Problem statement: An exact, word-for-word copy of the entries is required, beginning at the line that contains "Locate every instance of the man's beard" and ending at the last line, both included.

Stored data:
+ + + +

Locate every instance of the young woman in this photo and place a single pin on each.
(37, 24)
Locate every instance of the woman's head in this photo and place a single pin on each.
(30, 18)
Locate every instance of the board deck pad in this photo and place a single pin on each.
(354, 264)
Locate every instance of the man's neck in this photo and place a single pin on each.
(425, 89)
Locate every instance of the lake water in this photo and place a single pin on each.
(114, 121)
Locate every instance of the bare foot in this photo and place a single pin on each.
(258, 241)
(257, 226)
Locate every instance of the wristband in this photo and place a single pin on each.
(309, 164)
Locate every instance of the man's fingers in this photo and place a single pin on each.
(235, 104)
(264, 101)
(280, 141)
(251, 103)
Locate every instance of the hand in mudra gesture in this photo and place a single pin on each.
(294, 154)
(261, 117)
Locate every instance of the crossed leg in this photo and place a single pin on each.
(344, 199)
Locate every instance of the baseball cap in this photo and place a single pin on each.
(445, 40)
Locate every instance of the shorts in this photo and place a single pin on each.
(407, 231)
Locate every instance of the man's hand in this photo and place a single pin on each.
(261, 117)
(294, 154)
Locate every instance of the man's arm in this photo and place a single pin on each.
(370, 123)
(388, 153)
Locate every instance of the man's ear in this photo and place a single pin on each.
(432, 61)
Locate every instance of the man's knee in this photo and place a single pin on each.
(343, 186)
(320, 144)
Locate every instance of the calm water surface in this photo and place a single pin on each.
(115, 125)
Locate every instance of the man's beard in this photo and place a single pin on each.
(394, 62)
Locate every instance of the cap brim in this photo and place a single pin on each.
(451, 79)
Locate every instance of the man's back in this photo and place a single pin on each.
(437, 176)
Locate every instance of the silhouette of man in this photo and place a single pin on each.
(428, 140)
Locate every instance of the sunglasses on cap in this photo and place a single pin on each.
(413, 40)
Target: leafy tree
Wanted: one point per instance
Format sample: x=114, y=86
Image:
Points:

+ + + +

Finished exercise:
Locate every instance of the man's beard in this photo and place a single pin on each.
(394, 62)
Locate every instance of the cap brim in this photo and place a single pin on each.
(451, 79)
Locate every instance of the man's back in this photo and place a single pin on each.
(437, 176)
Locate every instance of the silhouette of man in this photo and place a single pin on each.
(428, 140)
Locate every instance of the sunglasses on cap in this photo and place a single pin on each.
(413, 40)
Target: leafy tree
Wanted: one point per instance
Format sample: x=114, y=86
Image:
Points:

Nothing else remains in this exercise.